TO DO:
In the material, rewrite the lines from the one containing "Exercise. Label the sundew" through the end, both ends included, substituting "single point" for "single dot" and leaving everything else as it is.

** BEGIN DATASET CONTENT **

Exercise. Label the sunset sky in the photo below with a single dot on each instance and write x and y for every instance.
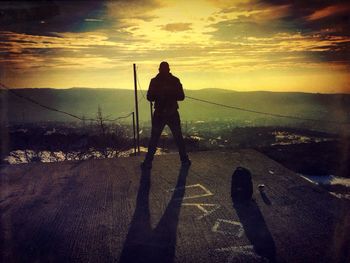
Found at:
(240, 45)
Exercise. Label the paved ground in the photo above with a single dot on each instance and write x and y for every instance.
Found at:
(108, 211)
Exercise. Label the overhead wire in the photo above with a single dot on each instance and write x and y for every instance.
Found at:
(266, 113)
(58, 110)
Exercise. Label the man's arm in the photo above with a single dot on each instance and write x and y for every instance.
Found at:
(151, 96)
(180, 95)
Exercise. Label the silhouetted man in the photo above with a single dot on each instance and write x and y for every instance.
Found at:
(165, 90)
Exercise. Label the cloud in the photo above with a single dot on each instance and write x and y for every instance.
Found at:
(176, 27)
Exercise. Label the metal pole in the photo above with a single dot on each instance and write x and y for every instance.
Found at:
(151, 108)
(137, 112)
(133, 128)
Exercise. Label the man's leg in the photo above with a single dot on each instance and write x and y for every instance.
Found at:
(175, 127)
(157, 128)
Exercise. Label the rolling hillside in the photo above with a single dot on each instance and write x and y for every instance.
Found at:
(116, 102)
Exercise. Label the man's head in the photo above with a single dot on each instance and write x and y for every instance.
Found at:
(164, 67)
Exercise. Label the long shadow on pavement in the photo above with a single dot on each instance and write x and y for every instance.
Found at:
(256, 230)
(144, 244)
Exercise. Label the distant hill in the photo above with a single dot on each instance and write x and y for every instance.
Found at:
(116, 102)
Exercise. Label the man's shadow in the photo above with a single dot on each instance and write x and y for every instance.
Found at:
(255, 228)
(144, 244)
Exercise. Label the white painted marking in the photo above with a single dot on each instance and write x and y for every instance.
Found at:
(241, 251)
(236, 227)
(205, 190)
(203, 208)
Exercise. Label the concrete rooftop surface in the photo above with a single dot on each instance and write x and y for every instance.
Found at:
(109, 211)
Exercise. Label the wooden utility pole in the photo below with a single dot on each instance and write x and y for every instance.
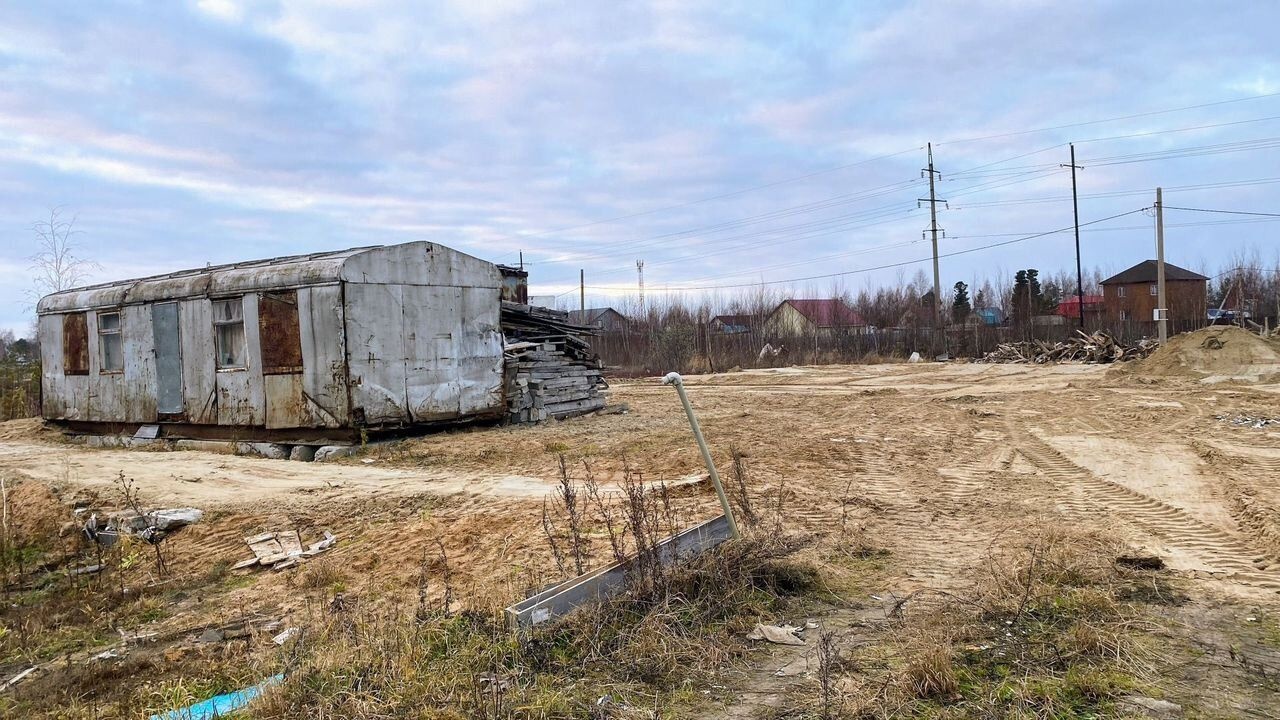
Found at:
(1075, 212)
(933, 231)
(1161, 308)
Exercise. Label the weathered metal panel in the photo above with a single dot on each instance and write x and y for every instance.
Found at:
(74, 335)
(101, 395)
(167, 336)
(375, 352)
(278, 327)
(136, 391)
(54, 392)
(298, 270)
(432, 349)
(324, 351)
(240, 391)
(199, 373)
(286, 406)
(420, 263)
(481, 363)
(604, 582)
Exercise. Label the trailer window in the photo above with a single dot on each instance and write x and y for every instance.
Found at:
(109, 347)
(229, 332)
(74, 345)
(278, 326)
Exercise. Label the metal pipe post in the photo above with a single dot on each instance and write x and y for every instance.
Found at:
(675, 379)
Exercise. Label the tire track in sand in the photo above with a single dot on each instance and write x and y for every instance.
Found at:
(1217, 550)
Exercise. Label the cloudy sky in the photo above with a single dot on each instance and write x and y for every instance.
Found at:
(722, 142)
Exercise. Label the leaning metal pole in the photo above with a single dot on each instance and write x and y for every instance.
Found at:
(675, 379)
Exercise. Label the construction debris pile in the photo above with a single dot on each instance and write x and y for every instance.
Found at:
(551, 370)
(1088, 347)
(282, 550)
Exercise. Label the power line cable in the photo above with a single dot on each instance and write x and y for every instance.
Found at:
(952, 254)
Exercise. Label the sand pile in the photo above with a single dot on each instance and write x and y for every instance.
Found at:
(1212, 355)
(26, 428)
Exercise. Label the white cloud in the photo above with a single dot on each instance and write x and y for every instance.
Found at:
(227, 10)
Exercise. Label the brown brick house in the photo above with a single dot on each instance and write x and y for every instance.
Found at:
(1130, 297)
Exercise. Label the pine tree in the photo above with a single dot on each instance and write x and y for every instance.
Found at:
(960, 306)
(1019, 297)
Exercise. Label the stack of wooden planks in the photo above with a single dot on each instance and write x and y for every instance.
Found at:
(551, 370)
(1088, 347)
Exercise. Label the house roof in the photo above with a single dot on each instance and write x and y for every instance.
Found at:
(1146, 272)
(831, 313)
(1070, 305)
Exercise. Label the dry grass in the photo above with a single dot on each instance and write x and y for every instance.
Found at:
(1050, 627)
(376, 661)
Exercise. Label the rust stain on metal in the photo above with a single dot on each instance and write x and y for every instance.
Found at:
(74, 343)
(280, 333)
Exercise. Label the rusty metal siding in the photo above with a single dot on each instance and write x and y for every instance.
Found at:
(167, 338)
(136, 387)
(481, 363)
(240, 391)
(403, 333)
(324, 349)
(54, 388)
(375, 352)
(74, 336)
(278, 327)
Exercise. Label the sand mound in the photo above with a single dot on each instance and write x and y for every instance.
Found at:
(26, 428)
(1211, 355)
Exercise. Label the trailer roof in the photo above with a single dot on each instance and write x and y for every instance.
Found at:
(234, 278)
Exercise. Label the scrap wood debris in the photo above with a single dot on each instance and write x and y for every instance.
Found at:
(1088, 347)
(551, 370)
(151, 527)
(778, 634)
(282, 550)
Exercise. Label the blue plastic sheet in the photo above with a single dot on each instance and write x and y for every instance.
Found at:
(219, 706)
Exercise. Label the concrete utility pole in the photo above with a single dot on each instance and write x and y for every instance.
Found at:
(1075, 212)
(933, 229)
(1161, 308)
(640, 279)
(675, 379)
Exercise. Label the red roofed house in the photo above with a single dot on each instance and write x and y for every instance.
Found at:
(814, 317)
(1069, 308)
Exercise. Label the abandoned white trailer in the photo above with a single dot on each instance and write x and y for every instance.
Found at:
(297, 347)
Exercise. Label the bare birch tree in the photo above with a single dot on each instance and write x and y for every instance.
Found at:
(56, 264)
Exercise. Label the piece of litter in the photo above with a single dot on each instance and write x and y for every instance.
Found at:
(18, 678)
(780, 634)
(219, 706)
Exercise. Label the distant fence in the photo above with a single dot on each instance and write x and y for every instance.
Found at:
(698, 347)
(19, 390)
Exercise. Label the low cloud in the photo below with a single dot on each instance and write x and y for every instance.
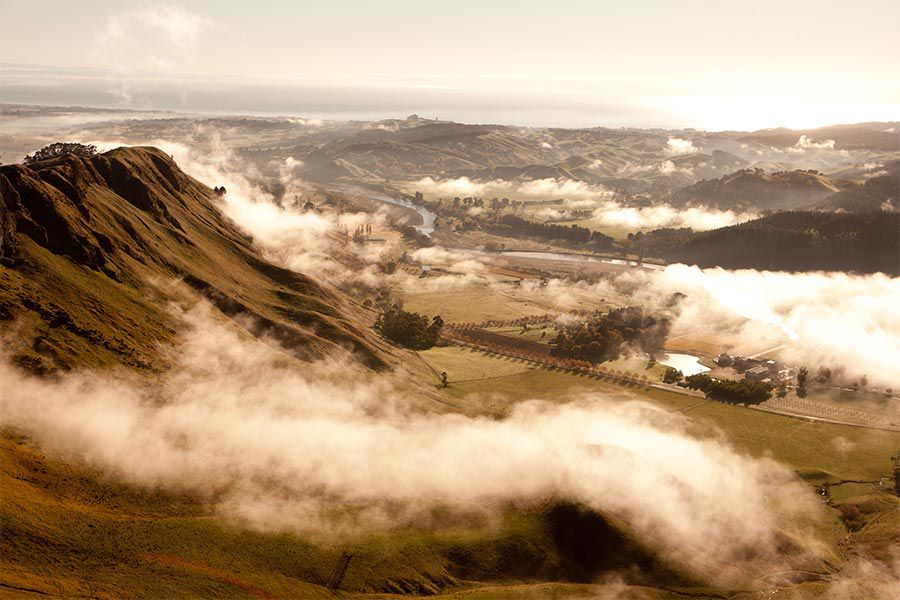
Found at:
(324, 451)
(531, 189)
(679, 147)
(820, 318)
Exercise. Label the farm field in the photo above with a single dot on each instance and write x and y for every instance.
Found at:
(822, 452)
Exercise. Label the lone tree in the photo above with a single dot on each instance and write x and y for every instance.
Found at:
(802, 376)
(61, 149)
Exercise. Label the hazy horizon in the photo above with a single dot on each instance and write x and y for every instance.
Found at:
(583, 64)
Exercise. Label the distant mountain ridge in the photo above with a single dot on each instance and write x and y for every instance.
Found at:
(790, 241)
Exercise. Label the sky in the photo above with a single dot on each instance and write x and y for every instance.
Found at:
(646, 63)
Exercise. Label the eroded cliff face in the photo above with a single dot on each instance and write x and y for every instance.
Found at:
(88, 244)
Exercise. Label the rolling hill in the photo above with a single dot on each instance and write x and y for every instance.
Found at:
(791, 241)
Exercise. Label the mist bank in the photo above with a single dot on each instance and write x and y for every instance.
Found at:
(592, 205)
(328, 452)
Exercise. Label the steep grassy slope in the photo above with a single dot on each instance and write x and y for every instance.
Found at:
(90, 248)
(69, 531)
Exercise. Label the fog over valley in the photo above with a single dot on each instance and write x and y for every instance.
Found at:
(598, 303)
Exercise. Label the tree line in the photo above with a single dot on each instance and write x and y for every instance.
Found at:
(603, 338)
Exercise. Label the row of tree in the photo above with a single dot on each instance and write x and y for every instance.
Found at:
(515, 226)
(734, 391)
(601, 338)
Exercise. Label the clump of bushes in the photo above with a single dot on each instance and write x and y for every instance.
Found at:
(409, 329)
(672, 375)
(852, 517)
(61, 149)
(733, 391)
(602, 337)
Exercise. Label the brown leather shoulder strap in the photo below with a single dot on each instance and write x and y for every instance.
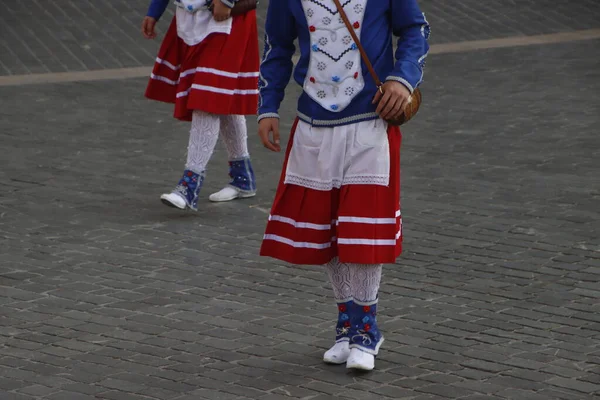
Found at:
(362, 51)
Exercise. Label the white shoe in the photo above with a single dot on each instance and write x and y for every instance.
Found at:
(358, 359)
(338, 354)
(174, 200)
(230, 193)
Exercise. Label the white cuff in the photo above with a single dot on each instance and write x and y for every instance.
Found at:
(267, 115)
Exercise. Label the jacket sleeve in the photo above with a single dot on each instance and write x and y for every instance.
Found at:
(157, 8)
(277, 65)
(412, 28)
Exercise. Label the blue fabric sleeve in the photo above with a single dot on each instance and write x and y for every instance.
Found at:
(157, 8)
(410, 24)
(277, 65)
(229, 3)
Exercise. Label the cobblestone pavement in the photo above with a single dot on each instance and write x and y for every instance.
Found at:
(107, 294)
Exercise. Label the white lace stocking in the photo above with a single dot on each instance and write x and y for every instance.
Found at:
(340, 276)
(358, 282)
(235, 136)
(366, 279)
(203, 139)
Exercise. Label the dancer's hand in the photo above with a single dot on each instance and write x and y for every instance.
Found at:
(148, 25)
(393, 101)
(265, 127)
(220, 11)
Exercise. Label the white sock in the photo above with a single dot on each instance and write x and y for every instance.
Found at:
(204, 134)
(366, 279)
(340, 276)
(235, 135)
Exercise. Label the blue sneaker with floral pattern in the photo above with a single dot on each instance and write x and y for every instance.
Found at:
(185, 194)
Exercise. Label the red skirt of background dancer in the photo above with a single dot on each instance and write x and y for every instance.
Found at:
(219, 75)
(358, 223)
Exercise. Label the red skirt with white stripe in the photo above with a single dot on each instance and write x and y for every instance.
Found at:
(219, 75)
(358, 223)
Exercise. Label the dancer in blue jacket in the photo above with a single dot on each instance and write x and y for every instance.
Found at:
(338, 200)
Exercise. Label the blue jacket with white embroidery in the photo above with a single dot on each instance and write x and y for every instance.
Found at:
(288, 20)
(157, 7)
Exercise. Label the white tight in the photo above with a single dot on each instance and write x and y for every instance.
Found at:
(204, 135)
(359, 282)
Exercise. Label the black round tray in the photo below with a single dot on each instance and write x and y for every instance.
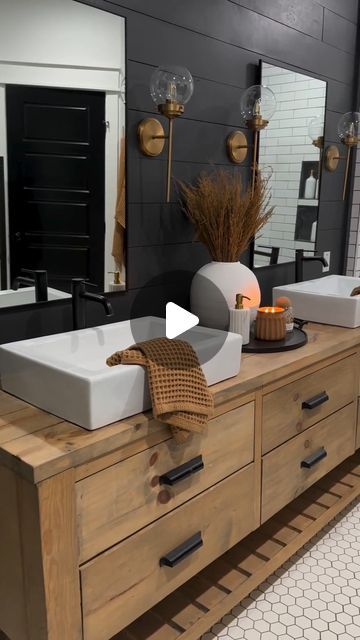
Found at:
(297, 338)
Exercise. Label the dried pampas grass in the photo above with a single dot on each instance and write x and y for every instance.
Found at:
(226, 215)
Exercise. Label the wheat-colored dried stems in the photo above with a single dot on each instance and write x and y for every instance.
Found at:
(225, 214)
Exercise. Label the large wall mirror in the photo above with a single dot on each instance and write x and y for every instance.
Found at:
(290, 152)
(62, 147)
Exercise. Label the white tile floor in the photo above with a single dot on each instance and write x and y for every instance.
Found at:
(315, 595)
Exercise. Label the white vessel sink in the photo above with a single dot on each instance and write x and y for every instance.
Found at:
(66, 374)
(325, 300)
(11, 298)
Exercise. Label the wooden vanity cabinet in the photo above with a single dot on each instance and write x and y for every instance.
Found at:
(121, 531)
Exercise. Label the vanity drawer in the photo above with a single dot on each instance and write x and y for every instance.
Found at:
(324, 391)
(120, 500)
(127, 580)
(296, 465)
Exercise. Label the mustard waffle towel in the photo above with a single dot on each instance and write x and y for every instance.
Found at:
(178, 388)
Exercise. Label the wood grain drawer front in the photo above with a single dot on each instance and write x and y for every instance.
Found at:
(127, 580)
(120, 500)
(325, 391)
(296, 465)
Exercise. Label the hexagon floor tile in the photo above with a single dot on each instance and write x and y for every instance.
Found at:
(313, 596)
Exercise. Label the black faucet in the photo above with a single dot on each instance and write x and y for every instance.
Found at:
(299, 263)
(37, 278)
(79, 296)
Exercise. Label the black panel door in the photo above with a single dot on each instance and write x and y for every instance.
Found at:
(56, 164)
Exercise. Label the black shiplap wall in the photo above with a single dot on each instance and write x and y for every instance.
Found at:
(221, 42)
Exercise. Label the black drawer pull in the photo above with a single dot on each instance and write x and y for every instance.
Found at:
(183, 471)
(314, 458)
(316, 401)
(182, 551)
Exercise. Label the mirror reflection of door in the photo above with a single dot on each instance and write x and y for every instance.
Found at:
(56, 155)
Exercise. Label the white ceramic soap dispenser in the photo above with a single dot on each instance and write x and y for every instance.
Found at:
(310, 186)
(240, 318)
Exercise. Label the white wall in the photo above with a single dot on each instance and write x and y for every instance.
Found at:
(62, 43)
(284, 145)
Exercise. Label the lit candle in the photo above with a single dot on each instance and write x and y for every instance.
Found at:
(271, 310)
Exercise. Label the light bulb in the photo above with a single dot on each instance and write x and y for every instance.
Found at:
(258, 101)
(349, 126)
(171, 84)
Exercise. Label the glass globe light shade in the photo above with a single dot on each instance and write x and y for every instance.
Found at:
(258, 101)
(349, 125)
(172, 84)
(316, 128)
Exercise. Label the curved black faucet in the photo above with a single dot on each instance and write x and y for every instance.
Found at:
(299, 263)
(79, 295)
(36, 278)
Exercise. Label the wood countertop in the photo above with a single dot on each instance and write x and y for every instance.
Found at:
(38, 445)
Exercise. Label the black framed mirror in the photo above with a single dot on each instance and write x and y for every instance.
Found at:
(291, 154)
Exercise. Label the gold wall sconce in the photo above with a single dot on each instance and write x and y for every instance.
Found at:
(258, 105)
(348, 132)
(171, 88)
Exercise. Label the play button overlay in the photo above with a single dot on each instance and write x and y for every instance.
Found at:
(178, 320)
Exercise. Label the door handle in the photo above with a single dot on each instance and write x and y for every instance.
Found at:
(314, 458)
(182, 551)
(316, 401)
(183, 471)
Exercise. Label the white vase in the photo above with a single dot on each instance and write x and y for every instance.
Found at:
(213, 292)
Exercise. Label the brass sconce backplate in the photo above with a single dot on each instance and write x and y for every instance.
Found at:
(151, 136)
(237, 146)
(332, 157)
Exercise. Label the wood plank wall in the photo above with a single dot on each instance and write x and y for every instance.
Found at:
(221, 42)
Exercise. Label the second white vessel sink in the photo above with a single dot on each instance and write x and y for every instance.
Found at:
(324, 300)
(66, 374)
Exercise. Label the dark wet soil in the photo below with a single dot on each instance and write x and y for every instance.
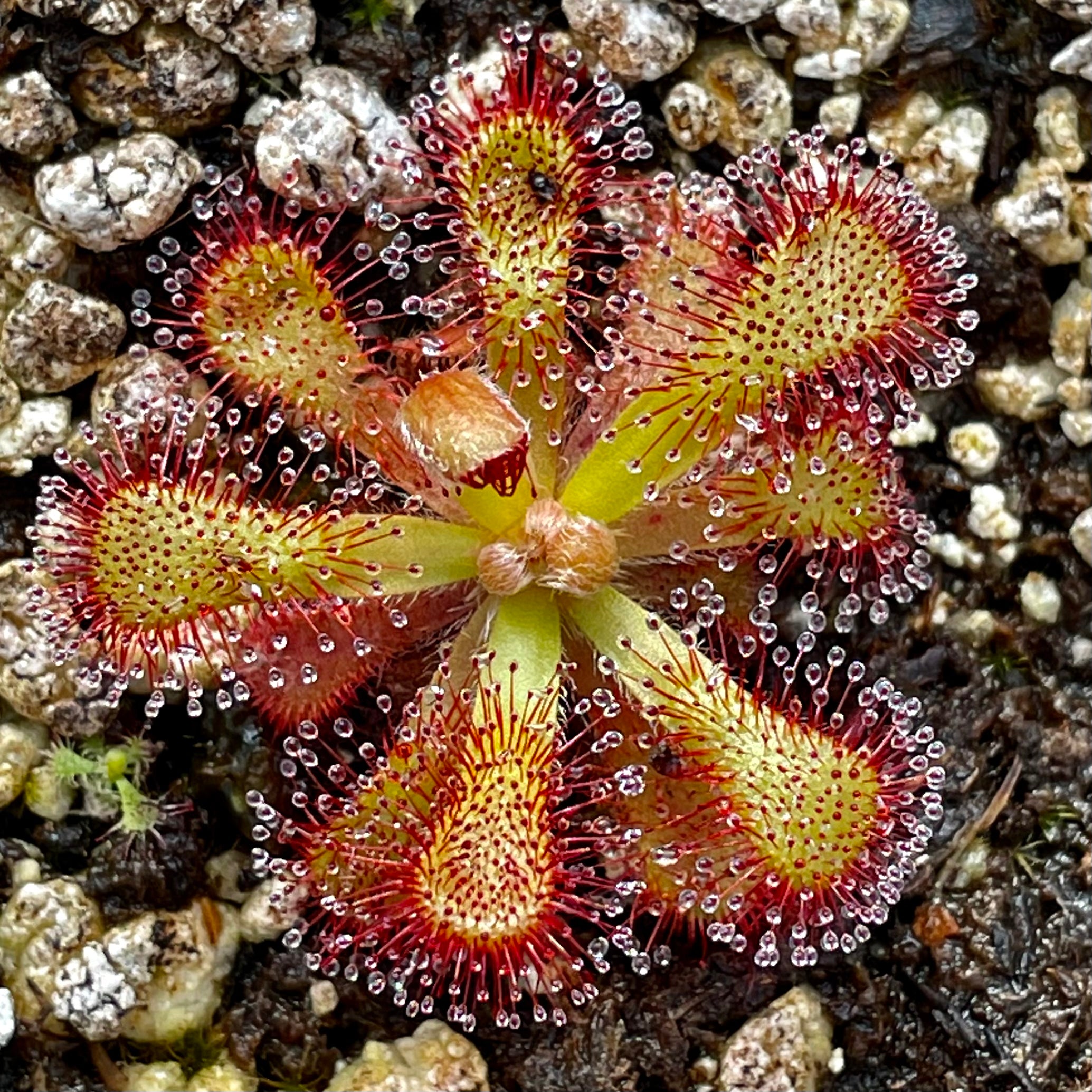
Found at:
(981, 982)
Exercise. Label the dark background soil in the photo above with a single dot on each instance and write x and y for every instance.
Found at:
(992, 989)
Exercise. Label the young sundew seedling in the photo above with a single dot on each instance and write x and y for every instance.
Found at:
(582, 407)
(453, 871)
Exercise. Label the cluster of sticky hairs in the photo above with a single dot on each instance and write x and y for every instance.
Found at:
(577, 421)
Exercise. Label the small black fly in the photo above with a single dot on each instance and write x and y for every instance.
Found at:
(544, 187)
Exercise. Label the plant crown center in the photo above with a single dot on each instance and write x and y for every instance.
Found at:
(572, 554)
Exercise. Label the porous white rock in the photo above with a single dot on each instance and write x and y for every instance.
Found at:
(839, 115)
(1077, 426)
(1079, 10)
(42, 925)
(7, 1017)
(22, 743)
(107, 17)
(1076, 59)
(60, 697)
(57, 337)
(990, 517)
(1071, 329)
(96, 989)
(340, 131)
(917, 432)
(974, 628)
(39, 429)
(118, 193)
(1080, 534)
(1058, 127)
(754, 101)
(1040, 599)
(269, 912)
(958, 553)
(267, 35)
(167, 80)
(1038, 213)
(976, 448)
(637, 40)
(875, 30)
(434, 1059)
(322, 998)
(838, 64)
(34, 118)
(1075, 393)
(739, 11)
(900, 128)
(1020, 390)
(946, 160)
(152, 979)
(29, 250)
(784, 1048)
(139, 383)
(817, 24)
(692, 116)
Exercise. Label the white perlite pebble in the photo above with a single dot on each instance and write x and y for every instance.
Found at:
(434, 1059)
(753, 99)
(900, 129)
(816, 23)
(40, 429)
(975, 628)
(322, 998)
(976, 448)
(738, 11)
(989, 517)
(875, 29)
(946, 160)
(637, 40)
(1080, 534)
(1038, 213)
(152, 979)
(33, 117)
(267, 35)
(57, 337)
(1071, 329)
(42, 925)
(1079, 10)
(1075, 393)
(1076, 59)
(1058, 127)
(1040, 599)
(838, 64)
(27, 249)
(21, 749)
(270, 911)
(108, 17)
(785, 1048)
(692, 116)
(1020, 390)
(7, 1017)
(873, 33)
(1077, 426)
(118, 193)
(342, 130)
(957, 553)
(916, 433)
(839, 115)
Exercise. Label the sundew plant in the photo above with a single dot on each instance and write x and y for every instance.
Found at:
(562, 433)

** END DATASET CONTENT **

RESPONSE FOR THIS EXERCISE:
Exercise. Label the sundew plant in the photo above with a single point on each instance and write x and y for every instance.
Found at:
(562, 433)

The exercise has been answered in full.